» **Article**
## begin
Re: Merge table performance on single machine with 4 cores

23 Mar 2017

      Hi Manish
the real reason that multi-threaded execution is slower than single-threaded execution
*in your very case* is the following:
You have ~10m rows and the result of your grouped-aggregation query has ~9.5M rows (groups)
(i.e., most of the groups have only 1 or at most few members; the count of 10-16 in the top-10
you show suggests a (very) long tail of singleton groups ...).
Multi-threading in MonetDB essentially slices the largest base-table in as many slices as there
are cores / threads to be used, and tries to replicate as much as possible of the query plan over
these slices, before combining the partial results into a final single query result.
This works fine and effectively in most cases.
However, group-by queries may be a problem.
With group-by queries, the grouping and aggregation is first done individually for each slice
(in parallel). Then, to get the final result, the individual results are concatenated and 
grouped and aggregated in a single thread, again. This works fine in case there are (only) few groups.
Then, the final ("extra") grouping/aggregation has to handle only few ("pre-aggregated") groups
from the individual slices.
However, with many groups, this extra grouping/aggregation can become expensive,
in your particular case with almost as many groups as original input tuples/rows,
this extra single-threaded grouping/aggregation is as expensive as the single
group by/aggregation in the single-threaded case, essentially making the multi-threaded
case almost twice as expensive as the single-threaded case.
For the time being (?) MonetDB has no knowledge how many groups a group-by will produce,
and thus cannot automatically decide when to run a group-by query or at least the/which
group-by operation(s) in a query single-threaded or multi-threaded --- I'm afraid
even ANALYZED does not produce sufficient statistics to derive from that the number of
groups (possibly "deep" in the query plan).
In general, though, multi-threaded execution should indeed be faster than single-threaded;
however, limited potential for parallelization (e.g., due to operators that cannot
be parallelized (by MonetDB (yet?)) and thus implicitly serialize the remainder of
the query execution plan) and/or resource congestion can limit the effect of multi-
threaded execution, or even eliminate it, resulting in multi-threaded being not better
than single-threaded.
## end
» **Raw data**
## begin
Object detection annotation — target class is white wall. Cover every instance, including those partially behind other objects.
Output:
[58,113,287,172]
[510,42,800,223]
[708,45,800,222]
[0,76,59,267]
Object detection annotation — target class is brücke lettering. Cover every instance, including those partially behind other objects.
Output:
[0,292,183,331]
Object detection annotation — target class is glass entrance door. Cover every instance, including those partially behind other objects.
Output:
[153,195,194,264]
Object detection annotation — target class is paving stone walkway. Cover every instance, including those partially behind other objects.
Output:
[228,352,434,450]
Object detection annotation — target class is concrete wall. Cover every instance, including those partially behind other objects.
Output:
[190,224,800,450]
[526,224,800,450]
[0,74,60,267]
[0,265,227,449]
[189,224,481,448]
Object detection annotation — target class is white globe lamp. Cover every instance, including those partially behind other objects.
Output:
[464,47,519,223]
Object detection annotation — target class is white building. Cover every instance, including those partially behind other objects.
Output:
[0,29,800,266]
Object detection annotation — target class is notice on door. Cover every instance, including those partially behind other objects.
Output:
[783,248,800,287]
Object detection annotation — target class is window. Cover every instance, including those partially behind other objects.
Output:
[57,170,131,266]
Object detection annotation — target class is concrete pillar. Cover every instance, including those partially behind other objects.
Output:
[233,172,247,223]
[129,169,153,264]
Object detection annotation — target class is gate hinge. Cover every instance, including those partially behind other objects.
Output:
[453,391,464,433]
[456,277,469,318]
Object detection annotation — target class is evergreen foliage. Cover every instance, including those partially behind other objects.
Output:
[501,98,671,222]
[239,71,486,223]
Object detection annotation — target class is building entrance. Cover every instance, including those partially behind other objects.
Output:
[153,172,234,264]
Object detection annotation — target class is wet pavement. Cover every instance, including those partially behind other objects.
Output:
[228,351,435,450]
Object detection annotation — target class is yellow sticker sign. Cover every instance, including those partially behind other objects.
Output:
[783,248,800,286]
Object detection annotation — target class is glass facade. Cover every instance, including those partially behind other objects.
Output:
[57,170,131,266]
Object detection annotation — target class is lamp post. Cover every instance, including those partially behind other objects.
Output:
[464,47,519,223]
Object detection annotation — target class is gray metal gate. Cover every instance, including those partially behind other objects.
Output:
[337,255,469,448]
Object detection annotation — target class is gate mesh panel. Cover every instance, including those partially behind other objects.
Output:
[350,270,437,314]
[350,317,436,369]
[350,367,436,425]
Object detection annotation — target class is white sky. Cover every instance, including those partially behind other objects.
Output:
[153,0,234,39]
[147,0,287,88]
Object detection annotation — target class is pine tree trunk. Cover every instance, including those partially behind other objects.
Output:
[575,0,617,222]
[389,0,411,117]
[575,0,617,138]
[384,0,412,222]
## end
» **Goal**
Please reproduce the stretch of the MonetDB performance reply from "In general, though, multi-threaded" through "than single-threaded.".

» **Solution to the exercise**
In general, though, multi-threaded execution should indeed be faster than single-threaded;
however, limited potential for parallelization (e.g., due to operators that cannot
be parallelized (by MonetDB (yet?)) and thus implicitly serialize the remainder of
the query execution plan) and/or resource congestion can limit the effect of multi-
threaded execution, or even eliminate it, resulting in multi-threaded being not better
than single-threaded.